[Stored data entries]
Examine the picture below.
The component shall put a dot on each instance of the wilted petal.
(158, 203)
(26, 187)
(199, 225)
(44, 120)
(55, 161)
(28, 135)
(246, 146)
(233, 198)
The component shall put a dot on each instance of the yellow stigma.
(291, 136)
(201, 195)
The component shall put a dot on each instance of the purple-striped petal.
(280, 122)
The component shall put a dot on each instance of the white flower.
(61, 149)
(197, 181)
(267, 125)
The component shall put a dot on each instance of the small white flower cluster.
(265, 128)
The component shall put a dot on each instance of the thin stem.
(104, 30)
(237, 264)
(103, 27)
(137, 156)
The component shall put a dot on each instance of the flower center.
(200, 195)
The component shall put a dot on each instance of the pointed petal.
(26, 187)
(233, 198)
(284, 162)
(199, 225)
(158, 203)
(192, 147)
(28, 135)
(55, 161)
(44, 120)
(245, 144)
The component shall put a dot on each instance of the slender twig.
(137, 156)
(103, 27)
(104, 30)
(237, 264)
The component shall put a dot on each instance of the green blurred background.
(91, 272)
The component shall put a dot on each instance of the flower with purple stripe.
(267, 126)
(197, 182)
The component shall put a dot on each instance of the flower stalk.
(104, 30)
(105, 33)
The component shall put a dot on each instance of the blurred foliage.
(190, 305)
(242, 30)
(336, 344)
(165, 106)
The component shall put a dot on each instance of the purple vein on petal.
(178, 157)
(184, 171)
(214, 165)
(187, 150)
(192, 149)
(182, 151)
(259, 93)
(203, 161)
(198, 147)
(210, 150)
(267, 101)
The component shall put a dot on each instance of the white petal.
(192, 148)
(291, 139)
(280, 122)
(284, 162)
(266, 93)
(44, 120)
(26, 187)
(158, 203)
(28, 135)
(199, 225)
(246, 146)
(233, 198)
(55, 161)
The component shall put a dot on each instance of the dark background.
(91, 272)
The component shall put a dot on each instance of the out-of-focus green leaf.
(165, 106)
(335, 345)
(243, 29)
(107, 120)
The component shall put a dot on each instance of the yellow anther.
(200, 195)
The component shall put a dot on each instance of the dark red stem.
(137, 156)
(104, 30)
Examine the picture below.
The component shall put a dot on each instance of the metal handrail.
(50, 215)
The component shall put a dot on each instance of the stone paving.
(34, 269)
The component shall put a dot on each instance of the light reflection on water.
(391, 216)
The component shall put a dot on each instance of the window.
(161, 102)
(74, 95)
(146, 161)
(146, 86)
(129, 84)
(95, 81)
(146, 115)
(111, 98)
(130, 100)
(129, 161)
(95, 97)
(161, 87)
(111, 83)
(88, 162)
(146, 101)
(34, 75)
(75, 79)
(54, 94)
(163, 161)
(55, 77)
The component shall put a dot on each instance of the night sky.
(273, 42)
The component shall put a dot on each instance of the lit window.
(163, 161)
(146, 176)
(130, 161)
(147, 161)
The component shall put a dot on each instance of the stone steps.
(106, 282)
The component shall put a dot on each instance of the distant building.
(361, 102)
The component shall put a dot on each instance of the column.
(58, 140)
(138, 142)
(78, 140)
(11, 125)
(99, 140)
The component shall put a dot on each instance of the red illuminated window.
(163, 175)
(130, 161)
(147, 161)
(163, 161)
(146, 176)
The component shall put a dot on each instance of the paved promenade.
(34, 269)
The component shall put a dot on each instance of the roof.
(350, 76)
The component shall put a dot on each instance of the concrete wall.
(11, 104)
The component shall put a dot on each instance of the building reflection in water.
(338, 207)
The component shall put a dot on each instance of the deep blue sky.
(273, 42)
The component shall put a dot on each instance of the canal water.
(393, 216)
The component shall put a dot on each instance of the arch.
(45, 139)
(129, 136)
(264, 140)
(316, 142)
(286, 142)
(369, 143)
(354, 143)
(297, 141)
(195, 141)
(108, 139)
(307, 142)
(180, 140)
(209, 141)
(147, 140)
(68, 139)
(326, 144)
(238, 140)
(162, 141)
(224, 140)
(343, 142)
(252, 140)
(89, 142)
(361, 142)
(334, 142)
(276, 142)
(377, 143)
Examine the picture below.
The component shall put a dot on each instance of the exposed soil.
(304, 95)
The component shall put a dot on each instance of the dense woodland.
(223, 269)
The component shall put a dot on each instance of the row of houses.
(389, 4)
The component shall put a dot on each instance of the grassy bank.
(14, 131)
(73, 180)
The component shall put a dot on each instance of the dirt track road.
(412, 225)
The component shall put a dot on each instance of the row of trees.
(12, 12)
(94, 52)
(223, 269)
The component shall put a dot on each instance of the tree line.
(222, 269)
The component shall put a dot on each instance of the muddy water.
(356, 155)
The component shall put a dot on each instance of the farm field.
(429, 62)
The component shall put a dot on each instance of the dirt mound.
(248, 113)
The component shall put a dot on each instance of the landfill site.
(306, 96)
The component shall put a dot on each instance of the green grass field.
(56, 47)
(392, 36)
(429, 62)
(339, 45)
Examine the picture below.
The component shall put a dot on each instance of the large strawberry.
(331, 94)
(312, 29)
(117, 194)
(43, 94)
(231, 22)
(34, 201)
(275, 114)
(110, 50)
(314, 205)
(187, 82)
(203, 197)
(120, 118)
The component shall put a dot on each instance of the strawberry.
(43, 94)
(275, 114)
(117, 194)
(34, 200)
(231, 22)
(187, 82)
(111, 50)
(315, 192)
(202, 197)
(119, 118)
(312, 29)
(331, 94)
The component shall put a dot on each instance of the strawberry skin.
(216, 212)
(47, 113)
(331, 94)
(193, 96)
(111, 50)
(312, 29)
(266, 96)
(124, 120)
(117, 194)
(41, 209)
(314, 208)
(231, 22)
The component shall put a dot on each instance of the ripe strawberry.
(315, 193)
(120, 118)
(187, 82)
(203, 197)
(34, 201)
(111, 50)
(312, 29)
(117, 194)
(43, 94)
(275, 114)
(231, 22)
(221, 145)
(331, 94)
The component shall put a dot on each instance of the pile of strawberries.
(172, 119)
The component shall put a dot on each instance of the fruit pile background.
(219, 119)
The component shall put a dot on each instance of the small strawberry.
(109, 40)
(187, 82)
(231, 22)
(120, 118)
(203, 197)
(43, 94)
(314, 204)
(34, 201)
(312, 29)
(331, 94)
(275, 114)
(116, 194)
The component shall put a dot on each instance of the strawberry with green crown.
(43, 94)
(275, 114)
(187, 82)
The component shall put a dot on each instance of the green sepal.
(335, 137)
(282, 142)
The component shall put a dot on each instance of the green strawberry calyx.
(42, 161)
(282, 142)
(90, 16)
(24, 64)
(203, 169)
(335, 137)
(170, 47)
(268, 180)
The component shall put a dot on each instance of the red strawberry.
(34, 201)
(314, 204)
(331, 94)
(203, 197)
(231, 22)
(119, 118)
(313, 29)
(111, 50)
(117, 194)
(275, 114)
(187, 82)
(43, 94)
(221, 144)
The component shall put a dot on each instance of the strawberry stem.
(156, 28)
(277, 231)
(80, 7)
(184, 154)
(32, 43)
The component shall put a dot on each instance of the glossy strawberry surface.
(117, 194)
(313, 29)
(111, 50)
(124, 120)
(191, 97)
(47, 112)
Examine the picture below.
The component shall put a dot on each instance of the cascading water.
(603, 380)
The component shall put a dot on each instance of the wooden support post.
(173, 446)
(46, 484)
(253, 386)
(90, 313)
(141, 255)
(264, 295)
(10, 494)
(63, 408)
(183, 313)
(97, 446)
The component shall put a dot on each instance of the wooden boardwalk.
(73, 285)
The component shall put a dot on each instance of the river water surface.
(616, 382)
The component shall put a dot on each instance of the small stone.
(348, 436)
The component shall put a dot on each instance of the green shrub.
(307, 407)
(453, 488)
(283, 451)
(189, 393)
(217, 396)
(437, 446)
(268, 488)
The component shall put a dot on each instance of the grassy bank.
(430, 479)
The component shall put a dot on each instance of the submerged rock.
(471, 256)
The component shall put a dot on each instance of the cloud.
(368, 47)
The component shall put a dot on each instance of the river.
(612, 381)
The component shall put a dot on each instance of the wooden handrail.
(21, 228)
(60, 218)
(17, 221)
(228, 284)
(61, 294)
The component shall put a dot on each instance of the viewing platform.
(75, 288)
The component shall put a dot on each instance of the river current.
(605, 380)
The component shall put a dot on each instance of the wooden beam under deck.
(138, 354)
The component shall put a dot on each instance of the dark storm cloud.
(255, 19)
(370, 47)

* [Required task]
Extract the closing run of lines, starting with the one containing "wooden support post." and ending at the last, exactly as written.

* [Result for this task]
The component shall put a dot on each instance of the wooden support post.
(173, 446)
(46, 484)
(253, 386)
(90, 313)
(141, 255)
(264, 295)
(10, 494)
(63, 408)
(183, 313)
(97, 446)
The component shall put a dot on each instance of the wooden boardwalk.
(73, 285)
The component shall put a dot on each instance of the river water surface.
(616, 382)
The component shall put a dot on each instance of the small stone.
(348, 436)
The component shall put a dot on each instance of the green shrub.
(307, 407)
(453, 488)
(283, 451)
(189, 393)
(217, 396)
(437, 446)
(268, 488)
The component shall put a dot on each instance of the grassy bank.
(430, 479)
The component shall put a dot on each instance of the submerged rock.
(471, 256)
The component shall put a dot on each instance of the cloud.
(368, 47)
The component shall put a dot on each instance of the river.
(612, 381)
The component shall put a dot on each instance of the wooden handrail.
(21, 228)
(60, 218)
(17, 221)
(228, 284)
(61, 294)
The component shall put a dot on each instance of the viewing platform.
(75, 288)
The component shall put a dot on each instance of the river current.
(605, 380)
The component shall put a dot on each instance of the wooden beam under deck.
(138, 354)
The component shall put a dot on each instance of the dark storm cloud.
(255, 19)
(370, 47)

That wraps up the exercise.